- Task goal
Return the exact lines spanning from the line with "Exercise. Point to the dirt patch" through the last line of the entries, boundaries included, and no others.

* * * *

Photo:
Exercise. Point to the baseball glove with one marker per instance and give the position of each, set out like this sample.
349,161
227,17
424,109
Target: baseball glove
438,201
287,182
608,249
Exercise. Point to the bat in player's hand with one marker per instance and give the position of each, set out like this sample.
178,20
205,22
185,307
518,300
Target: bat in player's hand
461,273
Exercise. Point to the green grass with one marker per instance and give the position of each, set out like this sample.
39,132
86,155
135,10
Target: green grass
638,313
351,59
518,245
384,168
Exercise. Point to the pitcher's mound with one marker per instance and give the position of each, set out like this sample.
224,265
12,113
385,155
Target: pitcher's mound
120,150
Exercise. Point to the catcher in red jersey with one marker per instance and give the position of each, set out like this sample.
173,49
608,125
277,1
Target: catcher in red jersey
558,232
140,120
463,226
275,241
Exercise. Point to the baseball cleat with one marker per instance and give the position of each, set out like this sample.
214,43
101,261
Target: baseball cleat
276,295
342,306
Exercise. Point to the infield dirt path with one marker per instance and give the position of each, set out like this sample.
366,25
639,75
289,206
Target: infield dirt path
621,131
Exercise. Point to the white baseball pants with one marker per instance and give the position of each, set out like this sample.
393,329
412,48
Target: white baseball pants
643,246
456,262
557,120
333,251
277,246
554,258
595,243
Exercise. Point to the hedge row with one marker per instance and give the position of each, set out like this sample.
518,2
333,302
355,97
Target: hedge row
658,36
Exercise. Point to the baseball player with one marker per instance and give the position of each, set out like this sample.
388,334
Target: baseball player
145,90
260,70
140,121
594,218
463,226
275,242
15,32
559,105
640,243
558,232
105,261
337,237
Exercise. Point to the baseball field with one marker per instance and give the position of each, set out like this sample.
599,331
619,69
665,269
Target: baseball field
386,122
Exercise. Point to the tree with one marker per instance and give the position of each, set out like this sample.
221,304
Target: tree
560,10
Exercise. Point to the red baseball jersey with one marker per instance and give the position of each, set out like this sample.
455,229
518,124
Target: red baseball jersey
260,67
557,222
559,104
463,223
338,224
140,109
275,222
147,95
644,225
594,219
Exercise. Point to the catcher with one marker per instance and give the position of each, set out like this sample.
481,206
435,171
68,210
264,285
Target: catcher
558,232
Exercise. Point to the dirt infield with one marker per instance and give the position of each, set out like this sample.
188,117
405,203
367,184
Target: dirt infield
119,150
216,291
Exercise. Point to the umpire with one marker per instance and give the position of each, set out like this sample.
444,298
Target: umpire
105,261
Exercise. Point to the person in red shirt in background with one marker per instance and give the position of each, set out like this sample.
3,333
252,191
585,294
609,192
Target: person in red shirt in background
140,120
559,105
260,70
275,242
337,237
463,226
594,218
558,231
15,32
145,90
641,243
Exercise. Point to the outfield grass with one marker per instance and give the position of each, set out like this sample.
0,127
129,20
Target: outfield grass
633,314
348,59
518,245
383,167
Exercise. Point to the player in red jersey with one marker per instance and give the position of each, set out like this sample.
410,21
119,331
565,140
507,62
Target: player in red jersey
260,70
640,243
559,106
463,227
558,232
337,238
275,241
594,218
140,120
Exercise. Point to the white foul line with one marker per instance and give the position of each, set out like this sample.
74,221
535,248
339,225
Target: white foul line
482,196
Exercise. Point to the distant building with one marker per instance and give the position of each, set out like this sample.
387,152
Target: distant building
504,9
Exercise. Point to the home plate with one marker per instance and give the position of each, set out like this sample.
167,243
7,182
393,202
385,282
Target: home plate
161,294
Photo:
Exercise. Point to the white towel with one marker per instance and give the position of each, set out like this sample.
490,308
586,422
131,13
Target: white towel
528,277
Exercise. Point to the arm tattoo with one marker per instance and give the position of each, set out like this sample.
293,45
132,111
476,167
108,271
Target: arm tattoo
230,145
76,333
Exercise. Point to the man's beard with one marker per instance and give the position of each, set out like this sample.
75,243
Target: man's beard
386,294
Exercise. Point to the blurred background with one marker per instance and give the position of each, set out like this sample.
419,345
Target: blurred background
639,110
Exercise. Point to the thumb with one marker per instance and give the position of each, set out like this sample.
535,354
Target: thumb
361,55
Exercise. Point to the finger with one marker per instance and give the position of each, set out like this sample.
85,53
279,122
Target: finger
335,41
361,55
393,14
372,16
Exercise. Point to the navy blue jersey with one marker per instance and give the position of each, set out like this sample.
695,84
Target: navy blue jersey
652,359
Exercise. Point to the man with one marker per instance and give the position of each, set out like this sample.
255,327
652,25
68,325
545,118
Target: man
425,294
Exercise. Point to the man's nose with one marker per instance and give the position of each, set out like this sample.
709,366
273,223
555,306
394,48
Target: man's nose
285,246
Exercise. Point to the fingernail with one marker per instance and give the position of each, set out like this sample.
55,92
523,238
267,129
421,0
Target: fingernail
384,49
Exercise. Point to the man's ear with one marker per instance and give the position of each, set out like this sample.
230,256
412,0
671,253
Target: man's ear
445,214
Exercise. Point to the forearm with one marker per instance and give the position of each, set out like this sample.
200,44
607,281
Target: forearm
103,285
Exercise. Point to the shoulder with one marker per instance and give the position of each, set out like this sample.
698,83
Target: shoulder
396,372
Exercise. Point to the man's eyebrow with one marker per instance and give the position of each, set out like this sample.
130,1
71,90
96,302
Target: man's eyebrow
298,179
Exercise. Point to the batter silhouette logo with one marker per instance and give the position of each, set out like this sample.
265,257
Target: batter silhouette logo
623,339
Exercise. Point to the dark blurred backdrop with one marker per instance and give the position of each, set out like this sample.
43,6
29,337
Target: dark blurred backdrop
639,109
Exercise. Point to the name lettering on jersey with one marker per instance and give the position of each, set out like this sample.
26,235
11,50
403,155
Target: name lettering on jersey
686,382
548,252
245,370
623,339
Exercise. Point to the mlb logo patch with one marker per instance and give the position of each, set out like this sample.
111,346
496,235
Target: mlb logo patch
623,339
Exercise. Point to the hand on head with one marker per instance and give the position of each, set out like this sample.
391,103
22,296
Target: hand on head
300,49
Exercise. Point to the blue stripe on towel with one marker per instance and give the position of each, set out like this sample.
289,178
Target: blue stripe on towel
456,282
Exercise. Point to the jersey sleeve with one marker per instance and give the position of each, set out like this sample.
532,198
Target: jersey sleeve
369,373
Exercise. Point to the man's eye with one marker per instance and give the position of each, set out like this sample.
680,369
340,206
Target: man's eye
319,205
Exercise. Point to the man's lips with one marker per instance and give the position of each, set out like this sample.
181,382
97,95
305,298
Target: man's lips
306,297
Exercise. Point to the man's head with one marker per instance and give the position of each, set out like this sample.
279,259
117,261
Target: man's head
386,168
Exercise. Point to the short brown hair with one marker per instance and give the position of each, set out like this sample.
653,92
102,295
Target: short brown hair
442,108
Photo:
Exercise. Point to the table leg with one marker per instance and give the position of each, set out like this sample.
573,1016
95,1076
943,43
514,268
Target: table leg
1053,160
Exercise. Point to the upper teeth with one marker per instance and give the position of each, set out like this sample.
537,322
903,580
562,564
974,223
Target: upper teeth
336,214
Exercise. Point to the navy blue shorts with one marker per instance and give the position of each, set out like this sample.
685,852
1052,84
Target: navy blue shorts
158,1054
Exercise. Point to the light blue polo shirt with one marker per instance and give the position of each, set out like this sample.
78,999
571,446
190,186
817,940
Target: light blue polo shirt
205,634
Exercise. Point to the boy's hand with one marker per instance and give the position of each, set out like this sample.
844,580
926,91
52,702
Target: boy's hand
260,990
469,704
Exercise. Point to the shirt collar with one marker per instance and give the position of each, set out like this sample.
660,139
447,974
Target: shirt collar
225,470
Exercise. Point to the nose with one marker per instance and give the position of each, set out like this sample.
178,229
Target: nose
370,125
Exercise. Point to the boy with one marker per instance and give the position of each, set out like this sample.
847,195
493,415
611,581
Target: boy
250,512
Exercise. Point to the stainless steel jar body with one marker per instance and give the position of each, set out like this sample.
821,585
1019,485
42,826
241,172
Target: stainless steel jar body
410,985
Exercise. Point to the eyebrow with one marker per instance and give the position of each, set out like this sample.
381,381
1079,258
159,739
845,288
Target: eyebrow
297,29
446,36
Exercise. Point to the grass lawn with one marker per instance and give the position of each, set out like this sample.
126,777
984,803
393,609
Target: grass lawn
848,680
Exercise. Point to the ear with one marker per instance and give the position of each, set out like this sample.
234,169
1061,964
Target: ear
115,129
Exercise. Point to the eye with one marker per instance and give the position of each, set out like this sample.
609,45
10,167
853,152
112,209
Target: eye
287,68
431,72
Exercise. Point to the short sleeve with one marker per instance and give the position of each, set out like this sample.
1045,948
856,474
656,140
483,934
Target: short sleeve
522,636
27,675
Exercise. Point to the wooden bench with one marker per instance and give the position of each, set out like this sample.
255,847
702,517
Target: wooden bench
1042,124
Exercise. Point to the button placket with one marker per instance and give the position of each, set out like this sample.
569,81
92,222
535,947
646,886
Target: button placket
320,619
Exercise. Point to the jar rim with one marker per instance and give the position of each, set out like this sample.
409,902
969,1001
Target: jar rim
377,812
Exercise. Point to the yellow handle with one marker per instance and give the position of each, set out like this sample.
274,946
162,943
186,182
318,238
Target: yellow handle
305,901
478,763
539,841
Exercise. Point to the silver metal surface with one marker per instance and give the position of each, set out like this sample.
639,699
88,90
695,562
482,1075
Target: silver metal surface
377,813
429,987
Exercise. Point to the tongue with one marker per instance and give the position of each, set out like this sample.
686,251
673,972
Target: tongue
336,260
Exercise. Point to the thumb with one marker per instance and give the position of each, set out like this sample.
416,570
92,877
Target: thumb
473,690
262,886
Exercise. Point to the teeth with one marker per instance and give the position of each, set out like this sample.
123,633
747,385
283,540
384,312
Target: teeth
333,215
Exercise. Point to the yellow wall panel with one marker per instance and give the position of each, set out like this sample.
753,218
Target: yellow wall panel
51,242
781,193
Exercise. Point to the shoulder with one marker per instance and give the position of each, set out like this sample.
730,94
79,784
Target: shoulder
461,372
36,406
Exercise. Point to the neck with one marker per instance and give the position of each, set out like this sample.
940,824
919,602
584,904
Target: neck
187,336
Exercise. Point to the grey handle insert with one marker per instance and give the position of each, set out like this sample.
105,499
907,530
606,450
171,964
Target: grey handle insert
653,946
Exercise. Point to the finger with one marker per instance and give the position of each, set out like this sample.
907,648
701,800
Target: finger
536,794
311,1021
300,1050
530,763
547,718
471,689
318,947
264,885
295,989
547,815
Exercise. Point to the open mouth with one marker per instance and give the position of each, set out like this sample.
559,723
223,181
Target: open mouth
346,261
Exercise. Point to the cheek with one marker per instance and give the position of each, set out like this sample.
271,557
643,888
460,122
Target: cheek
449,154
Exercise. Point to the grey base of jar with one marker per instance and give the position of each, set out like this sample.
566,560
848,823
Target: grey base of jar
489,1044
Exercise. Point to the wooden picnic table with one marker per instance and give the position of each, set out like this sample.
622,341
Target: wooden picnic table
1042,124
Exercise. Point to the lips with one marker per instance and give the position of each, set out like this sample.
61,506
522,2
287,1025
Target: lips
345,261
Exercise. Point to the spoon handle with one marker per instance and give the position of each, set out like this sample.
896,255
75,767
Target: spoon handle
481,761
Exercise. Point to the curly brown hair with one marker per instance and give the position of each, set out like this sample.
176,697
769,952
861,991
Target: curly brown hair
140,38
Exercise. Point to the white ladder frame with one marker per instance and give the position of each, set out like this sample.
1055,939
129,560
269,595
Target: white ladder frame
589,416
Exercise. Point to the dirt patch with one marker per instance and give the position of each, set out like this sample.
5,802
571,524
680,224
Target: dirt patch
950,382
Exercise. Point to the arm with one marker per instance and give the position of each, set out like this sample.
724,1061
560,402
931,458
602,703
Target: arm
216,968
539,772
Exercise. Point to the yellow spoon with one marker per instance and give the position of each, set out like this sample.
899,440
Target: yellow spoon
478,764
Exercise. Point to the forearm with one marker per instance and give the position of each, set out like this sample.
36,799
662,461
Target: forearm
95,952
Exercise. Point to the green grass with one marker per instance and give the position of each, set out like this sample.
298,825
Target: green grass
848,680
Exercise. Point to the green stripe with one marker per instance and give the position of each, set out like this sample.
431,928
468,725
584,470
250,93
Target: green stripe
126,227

* * * *

- Response to this task
Exercise. Point to the dirt patch with one marker per instance and give the position of each, set out like this sample.
5,802
571,524
680,224
Target: dirt patch
950,382
Exercise. Point to the arm with one marker per instance and give the position of each, set out like this sample.
724,1061
560,402
931,458
602,703
Target: arm
216,968
539,772
Exercise. Point to the yellow spoon with one marker per instance and give the position of each, set out like this sample.
899,440
Target: yellow spoon
478,764
Exercise. Point to the forearm with one marker per instance and give the position of each, set out like this sample.
36,799
662,461
Target: forearm
95,952
Exercise. Point to the green grass with one marker per instance and give the position of each, set out like this sample.
298,825
Target: green grass
848,680
Exercise. Point to the green stripe with one marker per instance and give the position of each, set out like this sample.
431,928
468,725
584,470
250,93
Target: green stripe
126,227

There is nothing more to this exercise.